>> Start Given data
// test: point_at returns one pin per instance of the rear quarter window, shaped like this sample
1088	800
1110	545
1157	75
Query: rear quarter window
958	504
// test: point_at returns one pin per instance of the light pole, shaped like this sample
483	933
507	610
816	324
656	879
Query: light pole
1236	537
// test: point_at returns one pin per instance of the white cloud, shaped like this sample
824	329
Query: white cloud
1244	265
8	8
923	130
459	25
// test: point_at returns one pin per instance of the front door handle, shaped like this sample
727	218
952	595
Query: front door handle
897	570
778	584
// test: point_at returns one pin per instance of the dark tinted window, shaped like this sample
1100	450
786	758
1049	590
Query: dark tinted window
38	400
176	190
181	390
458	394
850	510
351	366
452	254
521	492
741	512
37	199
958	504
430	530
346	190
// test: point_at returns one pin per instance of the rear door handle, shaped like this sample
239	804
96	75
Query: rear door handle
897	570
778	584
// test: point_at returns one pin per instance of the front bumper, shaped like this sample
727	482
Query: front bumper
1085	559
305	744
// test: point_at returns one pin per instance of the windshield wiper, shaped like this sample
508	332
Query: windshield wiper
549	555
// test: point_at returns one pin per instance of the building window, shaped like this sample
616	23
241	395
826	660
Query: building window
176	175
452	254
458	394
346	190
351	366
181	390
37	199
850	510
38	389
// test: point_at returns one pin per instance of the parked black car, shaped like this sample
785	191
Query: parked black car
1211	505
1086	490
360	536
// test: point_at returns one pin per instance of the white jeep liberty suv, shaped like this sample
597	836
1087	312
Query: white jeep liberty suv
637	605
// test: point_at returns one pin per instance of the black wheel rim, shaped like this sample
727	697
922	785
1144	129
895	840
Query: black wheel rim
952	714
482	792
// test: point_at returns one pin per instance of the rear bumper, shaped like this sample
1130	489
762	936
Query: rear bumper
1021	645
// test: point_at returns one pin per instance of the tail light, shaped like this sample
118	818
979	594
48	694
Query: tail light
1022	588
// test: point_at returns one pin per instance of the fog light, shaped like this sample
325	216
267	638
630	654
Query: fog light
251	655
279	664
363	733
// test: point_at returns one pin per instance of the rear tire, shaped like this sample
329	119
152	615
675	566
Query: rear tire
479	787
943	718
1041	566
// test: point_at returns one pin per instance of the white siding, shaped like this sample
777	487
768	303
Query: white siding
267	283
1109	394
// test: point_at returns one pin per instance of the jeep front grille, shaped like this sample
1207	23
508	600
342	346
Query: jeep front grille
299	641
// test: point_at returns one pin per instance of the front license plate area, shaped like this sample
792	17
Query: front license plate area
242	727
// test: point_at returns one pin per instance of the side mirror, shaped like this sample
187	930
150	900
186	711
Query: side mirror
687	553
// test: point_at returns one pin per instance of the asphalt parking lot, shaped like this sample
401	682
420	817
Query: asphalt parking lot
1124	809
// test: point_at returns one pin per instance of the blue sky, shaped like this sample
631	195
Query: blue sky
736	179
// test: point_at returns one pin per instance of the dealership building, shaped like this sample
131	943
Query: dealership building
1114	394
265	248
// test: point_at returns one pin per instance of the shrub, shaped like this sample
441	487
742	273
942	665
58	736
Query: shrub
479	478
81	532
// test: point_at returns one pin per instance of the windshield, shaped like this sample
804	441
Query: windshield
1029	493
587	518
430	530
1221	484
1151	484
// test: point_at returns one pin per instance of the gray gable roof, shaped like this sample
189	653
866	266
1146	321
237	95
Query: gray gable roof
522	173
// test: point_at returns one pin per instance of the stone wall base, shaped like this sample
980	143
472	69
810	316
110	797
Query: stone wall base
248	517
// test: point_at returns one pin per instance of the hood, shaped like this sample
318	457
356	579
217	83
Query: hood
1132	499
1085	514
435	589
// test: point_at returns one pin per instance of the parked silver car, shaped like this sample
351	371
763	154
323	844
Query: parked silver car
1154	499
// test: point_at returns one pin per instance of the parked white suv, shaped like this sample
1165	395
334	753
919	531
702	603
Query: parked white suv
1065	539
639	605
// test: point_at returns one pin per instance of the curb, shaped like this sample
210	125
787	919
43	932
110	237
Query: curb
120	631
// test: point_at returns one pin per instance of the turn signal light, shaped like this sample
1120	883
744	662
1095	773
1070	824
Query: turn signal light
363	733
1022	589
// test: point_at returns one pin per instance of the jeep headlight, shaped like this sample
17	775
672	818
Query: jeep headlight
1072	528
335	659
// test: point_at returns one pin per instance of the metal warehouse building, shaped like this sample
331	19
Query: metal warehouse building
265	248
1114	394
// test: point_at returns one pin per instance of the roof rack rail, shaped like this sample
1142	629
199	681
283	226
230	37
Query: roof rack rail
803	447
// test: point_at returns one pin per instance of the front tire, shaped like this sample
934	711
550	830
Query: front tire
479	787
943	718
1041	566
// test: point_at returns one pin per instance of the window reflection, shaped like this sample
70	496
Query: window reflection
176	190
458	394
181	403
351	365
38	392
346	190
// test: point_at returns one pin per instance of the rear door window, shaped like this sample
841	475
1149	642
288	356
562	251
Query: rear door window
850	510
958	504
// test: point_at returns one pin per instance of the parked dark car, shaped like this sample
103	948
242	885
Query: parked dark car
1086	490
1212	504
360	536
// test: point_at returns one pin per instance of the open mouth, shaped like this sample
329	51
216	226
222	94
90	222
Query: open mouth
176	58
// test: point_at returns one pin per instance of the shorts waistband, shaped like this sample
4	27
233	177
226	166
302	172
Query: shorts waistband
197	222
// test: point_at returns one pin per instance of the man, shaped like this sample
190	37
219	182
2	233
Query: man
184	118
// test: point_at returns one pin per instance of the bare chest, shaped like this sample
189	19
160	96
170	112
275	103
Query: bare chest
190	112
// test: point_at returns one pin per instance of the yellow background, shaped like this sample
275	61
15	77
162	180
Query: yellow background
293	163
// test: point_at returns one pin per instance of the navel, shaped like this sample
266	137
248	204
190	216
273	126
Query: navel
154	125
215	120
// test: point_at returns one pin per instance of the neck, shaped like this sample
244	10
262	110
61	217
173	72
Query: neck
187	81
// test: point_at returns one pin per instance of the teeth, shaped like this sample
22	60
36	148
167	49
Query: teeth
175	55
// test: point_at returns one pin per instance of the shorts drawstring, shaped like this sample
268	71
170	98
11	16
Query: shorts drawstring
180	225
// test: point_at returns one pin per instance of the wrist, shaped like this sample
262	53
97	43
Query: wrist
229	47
>> End Given data
**Given problem**. Reproduce the entire listing word for word.

**Response**.
// test: point_at returns one pin per instance of the rear quarter window, shaped like this sample
1088	800
1110	545
1157	75
Query: rear quarter window
958	504
// test: point_at returns one pin per instance of the light pole, shaped like this sample
483	933
507	610
816	324
656	879
Query: light pole
1236	537
// test: point_at returns one pin per instance of the white cloud, shaped like this sample
824	329
Query: white cloud
1244	265
8	8
923	130
459	25
// test: point_at returns one pin per instance of the front door handle, shaped like this sample
727	218
952	595
Query: front door handle
897	570
778	584
// test: point_at returns one pin per instance of the dark tinted window, shaped like this sample
1100	450
786	758
1049	590
Query: dark tinted window
38	400
176	190
181	390
458	394
850	510
351	366
452	254
521	492
741	512
37	199
958	504
430	530
346	190
// test: point_at returns one pin per instance of the rear door handle, shaped like this sample
239	804
96	75
Query: rear door handle
897	570
778	584
// test: point_at returns one pin per instance of the front bumper, shaped like this sample
727	482
Query: front bumper
1085	559
305	744
// test: point_at returns one pin per instance of the windshield wiper, shaped like this sample
508	332
Query: windshield wiper
549	555
// test: point_at returns one pin per instance of the building window, shaped like this sample
616	23
241	395
826	660
Query: building window
176	175
452	254
458	394
346	190
351	366
181	390
37	199
850	510
38	389
// test: point_at returns one pin per instance of the parked black car, shaped like this sample
785	191
Query: parked black car
1211	505
1086	490
360	536
// test: point_at returns one pin per instance of the white jeep liberty suv, shaped like this sample
597	836
1087	312
Query: white jeep liberty suv
637	605
// test: point_at returns one pin per instance of the black wheel rim, shaped like this sample
727	697
922	785
1144	129
895	840
Query: black wheel rim
952	714
482	792
// test: point_at returns one pin per instance of the rear bumper, shaped like this sample
1130	489
762	936
Query: rear bumper
1021	645
// test: point_at returns one pin per instance of the tail light, shaped like this sample
118	818
979	594
48	694
Query: tail light
1022	588
// test: point_at returns one pin per instance of the fog light, shaped like this sample
325	216
267	638
630	654
Query: fog light
251	655
279	664
363	733
// test: point_at returns one pin per instance of the rear tire, shaped like this sample
329	119
152	615
675	566
Query: rear tire
479	787
943	718
1041	566
// test: point_at returns one pin per instance of the white siding, shaped like this sample
777	487
768	303
Query: white siding
267	283
1109	394
// test: point_at returns one pin per instance of the jeep front grille, shaped like this sample
1207	23
508	600
342	346
Query: jeep front grille
299	641
// test: point_at returns one pin per instance of the front license plate area, shaped like this sample
792	17
Query: front license plate area
242	727
// test: point_at returns one pin per instance of the side mirror, shaped like this sample
187	930
150	900
186	711
Query: side mirror
687	553
// test: point_at returns one pin per instance of the asphalt parking lot, shaped like this sample
401	682
420	817
Query: asphalt parking lot
1124	809
// test: point_at returns one pin per instance of the blue sky, shaped like this sample
631	195
Query: blue sky
736	179
// test: point_at returns one pin per instance of the dealership building, shaped like this sample
131	943
Query: dealership building
1114	394
265	248
// test: point_at returns one pin per instance of the shrub, shaped like this sample
441	487
742	273
942	665
58	736
Query: shrub
479	478
81	532
// test: point_at returns one pin per instance of the windshield, shaped like this sample
804	441
Query: windshield
1029	493
587	518
430	530
1221	484
1151	484
// test: point_at returns one pin per instance of the gray gable roof, shaped like this sample
189	653
866	266
1146	321
237	95
Query: gray gable roof
522	173
// test: point_at returns one pin per instance of the stone wall base, shaped like this sample
980	143
472	69
810	316
110	797
Query: stone wall base
248	517
// test: point_at returns one pin per instance of the hood, shaped like this sample
318	457
356	579
217	83
Query: hood
1132	499
1085	514
435	589
// test: point_at returns one pin per instance of the parked silver car, shaped like this sample
351	371
763	154
323	844
Query: parked silver car
1154	499
// test: point_at returns one pin per instance of the parked white suv, shaped like this sample
1165	395
334	753
919	531
702	603
Query: parked white suv
1065	539
639	605
// test: point_at returns one pin per instance of the curb, shaped like this sample
210	125
787	919
43	932
110	237
Query: curb
120	631
// test: point_at returns one pin per instance of the turn signal light, shaped like this sample
1120	883
744	662
1095	773
1070	824
Query: turn signal light
363	733
1022	589
// test: point_at returns one pin per instance of the jeep headlight, shaped like this sample
17	775
672	818
Query: jeep headlight
1072	528
335	659
// test: point_at returns one pin per instance of the metal warehouse building, shaped like this sample
331	19
Query: metal warehouse building
265	248
1114	394
// test: point_at returns one pin per instance of the roof rack rail, shaped like this sample
1142	629
199	681
283	226
230	37
Query: roof rack rail
803	447
// test: point_at returns one pin per instance of the front tire, shaped like this sample
934	711
550	830
Query: front tire
479	787
943	718
1041	566
// test: point_at returns one pin per instance of the window reflection, shaped like this sample
70	496
Query: window reflection
176	190
458	394
181	403
351	365
38	392
346	190
// test: point_at returns one pin per instance of the rear door window, shaped like this sample
841	475
1149	642
288	356
562	251
Query: rear door window
850	510
958	504
// test: point_at returns one pin per instance of the parked dark car, shaped like this sample
103	948
242	885
Query: parked dark car
1086	490
1212	504
360	536
// test: point_at returns one pin per instance of the open mouth, shaped like this sample
329	51
216	226
222	94
90	222
Query: open mouth
176	58
// test: point_at returns one pin per instance of the shorts waistband, shaped like this sample
4	27
233	177
226	166
302	172
Query: shorts waistband
197	222
// test: point_at returns one pin per instance of the man, shaped like this sample
190	37
219	182
2	233
Query: man
184	118
// test: point_at returns one pin per instance of the bare chest, shaped like this sample
189	19
160	96
170	112
275	103
Query: bare chest
190	112
// test: point_at returns one pin per instance of the yellow background, shaped like this sample
275	61
15	77
162	180
Query: yellow background
293	163
// test: point_at returns one pin per instance of the navel, shaped like this sample
266	137
248	204
190	216
273	126
Query: navel
154	125
215	120
// test: point_at returns one pin per instance of the neck, shaped like this sample
244	10
262	110
61	217
173	72
Query: neck
187	81
// test: point_at returns one pin per instance of the teeth, shaped like this sample
22	60
36	148
167	49
Query: teeth
175	55
// test: point_at returns one pin per instance of the shorts drawstring, shaped like this sample
268	71
170	98
11	16
Query: shorts drawstring
180	225
// test: point_at returns one pin per instance of the wrist, shaped like this sample
262	53
97	43
Query: wrist
229	47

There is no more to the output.